INSTRUCTIONS TO FOLLOW
Copy the material from the line with "Tag each instance of the grass with" through the line with "<point>26,18</point>", changing "marker" to "pin" and leaving everything else as it is. Return only those lines.

TASK INPUT
+++
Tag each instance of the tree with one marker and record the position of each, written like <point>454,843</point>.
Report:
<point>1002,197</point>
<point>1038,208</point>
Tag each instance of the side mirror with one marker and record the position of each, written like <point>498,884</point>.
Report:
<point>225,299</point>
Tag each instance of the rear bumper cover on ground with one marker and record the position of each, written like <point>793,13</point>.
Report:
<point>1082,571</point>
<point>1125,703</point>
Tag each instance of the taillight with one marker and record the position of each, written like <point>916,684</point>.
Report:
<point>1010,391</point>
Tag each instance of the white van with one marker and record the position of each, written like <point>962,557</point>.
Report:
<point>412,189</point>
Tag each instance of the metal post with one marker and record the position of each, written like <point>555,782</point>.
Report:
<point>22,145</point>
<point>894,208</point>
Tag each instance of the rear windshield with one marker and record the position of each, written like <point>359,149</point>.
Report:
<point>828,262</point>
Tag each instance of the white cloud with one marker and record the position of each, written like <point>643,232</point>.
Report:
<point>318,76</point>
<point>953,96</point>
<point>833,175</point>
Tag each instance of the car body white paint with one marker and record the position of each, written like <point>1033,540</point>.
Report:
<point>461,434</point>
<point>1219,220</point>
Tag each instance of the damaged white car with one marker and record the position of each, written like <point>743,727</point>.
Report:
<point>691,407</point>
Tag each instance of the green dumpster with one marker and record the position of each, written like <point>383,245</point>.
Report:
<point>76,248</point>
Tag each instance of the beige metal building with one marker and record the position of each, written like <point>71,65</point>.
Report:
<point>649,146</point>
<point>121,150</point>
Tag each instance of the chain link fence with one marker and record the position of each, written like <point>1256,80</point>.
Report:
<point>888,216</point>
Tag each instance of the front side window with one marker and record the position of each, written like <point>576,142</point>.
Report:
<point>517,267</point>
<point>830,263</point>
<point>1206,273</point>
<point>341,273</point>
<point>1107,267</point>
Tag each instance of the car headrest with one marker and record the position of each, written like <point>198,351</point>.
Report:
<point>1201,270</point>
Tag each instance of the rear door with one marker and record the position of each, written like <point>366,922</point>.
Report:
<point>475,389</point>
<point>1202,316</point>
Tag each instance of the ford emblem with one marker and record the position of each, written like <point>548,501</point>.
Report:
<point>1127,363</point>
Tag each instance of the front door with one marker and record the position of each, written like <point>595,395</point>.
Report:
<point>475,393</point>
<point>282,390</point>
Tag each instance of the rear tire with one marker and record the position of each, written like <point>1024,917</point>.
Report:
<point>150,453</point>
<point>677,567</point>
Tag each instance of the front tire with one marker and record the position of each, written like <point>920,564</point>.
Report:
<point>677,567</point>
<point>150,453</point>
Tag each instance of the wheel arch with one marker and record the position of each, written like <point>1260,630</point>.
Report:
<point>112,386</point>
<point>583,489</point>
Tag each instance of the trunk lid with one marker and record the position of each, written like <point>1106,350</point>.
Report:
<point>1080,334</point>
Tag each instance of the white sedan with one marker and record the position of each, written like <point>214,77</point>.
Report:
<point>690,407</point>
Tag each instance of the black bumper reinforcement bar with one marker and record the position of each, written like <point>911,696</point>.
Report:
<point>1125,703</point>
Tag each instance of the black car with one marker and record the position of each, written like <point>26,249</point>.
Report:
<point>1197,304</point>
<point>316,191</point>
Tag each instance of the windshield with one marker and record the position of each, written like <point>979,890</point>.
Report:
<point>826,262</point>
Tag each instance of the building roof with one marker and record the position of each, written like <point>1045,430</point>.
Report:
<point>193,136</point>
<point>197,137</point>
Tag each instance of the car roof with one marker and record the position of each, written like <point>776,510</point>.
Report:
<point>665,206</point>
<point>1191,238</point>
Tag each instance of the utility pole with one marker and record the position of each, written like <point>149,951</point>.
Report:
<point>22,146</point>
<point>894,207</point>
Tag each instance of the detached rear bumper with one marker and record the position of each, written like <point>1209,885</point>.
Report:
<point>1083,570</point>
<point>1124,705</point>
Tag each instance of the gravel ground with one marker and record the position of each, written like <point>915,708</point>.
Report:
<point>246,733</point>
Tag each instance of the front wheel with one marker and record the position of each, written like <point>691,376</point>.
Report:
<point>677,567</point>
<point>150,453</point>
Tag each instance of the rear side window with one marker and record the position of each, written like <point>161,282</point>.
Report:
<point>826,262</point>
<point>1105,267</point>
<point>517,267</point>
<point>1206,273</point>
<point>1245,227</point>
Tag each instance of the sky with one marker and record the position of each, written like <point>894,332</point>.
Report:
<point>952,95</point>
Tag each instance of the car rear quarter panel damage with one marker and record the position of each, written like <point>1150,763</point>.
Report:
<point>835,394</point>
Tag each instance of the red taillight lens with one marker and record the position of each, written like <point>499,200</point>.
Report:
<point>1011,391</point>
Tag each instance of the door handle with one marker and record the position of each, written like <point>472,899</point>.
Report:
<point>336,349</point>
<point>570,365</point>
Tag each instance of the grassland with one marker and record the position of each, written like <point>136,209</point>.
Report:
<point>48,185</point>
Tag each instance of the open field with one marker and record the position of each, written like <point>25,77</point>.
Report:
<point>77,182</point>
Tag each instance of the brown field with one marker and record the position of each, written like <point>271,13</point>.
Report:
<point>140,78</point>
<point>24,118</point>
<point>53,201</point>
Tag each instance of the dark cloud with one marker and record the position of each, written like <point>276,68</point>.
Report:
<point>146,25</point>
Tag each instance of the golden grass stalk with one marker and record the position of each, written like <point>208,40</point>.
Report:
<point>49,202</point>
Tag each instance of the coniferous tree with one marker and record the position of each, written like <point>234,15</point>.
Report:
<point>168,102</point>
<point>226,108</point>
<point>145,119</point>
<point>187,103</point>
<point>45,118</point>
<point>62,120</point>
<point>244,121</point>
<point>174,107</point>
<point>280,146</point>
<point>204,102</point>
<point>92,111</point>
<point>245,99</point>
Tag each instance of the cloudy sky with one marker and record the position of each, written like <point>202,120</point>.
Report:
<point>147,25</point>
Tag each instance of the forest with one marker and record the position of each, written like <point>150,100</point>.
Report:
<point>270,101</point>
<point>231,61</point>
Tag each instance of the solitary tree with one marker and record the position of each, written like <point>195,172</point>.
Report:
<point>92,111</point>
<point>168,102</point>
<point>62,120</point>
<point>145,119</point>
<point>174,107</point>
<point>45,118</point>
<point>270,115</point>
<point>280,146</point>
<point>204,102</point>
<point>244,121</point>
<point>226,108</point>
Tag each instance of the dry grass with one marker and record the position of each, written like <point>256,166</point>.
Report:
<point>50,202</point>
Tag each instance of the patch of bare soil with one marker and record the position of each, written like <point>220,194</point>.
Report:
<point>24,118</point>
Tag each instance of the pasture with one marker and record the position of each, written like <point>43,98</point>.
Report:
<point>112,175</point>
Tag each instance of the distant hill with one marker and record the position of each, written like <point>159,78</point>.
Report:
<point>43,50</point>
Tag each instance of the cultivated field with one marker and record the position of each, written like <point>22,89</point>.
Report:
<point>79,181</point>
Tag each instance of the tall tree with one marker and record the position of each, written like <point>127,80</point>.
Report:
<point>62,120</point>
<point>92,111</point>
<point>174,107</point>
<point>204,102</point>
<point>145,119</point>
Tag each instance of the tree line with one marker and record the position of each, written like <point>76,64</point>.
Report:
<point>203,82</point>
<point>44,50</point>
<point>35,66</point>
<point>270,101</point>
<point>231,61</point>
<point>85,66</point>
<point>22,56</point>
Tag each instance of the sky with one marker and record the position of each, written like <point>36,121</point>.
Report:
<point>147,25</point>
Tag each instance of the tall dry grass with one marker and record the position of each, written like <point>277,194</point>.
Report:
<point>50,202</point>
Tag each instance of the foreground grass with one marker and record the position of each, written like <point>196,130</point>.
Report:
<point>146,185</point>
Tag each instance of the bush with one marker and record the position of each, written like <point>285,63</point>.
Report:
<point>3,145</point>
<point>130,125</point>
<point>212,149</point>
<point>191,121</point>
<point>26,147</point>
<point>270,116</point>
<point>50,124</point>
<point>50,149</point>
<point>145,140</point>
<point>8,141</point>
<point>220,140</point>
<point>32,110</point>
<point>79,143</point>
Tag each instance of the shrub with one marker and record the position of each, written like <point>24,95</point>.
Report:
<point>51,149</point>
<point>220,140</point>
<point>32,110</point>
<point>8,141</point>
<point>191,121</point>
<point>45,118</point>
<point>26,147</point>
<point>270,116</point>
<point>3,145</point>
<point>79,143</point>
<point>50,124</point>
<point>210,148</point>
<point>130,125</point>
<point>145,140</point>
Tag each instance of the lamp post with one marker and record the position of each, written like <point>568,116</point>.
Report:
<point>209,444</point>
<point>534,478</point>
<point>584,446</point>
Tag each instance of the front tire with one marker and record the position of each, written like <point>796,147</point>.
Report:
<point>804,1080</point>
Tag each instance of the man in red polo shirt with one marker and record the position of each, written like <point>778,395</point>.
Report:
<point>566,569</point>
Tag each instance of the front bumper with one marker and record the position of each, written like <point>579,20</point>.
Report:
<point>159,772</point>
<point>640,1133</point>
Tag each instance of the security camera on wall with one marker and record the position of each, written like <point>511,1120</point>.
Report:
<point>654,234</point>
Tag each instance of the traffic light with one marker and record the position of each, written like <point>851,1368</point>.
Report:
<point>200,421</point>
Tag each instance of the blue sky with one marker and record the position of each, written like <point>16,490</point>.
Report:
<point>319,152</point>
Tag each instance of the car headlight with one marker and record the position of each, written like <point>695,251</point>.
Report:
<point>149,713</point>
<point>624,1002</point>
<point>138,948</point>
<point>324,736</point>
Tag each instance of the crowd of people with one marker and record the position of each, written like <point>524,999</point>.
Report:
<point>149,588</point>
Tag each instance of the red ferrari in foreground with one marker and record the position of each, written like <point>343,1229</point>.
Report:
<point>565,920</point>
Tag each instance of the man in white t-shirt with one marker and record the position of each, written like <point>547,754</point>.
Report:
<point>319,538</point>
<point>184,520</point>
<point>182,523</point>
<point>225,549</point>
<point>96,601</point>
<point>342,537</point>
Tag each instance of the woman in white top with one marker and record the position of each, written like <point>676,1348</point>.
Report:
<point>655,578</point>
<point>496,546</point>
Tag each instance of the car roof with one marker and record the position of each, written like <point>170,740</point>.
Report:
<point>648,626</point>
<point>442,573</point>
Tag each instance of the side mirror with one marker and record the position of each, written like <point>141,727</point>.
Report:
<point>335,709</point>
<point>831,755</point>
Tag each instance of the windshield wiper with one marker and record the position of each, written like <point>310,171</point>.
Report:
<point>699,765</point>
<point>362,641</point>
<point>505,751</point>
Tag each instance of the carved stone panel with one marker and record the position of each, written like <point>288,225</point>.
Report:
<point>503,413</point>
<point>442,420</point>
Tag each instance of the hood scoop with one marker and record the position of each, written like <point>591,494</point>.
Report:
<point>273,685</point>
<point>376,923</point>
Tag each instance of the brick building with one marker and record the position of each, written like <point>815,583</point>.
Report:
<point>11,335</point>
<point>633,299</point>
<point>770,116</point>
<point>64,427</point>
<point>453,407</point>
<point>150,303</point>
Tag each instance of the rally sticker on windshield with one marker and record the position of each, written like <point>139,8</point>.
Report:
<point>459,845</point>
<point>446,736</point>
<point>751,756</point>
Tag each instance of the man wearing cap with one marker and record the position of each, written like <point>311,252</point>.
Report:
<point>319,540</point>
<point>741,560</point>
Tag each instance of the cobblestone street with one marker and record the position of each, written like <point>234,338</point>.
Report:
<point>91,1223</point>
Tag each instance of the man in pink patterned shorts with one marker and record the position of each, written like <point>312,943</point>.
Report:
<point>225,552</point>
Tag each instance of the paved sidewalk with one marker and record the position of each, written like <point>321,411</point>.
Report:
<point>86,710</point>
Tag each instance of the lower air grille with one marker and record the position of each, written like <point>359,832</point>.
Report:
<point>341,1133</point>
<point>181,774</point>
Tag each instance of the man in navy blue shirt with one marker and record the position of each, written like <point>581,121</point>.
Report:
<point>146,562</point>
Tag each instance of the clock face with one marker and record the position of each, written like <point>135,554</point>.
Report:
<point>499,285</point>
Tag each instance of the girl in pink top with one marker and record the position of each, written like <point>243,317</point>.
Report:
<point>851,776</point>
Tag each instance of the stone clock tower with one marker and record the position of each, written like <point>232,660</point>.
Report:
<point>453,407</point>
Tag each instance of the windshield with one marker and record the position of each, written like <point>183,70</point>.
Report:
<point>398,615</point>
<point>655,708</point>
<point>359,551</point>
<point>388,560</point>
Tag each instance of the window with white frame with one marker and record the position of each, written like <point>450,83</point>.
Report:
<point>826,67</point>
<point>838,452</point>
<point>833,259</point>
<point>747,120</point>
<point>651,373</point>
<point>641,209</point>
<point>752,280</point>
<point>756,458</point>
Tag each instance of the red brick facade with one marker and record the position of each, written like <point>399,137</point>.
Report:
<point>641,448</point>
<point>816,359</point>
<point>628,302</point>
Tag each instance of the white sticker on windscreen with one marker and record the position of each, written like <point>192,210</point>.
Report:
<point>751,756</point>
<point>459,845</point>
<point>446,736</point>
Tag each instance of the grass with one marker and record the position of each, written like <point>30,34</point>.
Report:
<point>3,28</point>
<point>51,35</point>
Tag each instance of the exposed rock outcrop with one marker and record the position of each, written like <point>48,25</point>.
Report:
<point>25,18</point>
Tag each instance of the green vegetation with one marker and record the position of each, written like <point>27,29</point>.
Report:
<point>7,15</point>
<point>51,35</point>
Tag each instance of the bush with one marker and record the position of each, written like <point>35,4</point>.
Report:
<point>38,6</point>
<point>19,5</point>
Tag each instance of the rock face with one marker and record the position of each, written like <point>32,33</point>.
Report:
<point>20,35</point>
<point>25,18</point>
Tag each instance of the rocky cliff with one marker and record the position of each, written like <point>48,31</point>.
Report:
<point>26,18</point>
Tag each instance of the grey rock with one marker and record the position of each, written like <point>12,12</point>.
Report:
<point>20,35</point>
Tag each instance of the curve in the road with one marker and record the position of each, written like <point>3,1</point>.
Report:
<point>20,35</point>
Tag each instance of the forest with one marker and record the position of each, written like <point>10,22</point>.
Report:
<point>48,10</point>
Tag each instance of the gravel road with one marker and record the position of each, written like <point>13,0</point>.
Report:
+++
TASK SOLUTION
Tag each instance of the grass with one pin and record the position of each, written like <point>30,34</point>.
Report:
<point>3,28</point>
<point>51,35</point>
Tag each instance of the exposed rock outcrop with one pin and record the position of each, written like <point>48,25</point>.
Report:
<point>25,18</point>
Tag each instance of the green vegetation with one pin and record the position of each, written like <point>27,29</point>.
Report:
<point>7,15</point>
<point>51,35</point>
Tag each instance of the bush with one pin and record the position of each, written like <point>35,4</point>.
Report:
<point>38,6</point>
<point>19,5</point>
Tag each instance of the rock face with one pin and record the position of each, written like <point>32,33</point>.
Report:
<point>20,35</point>
<point>25,18</point>
Tag each instance of the rocky cliff with one pin and record the position of each, written like <point>48,31</point>.
Report:
<point>26,18</point>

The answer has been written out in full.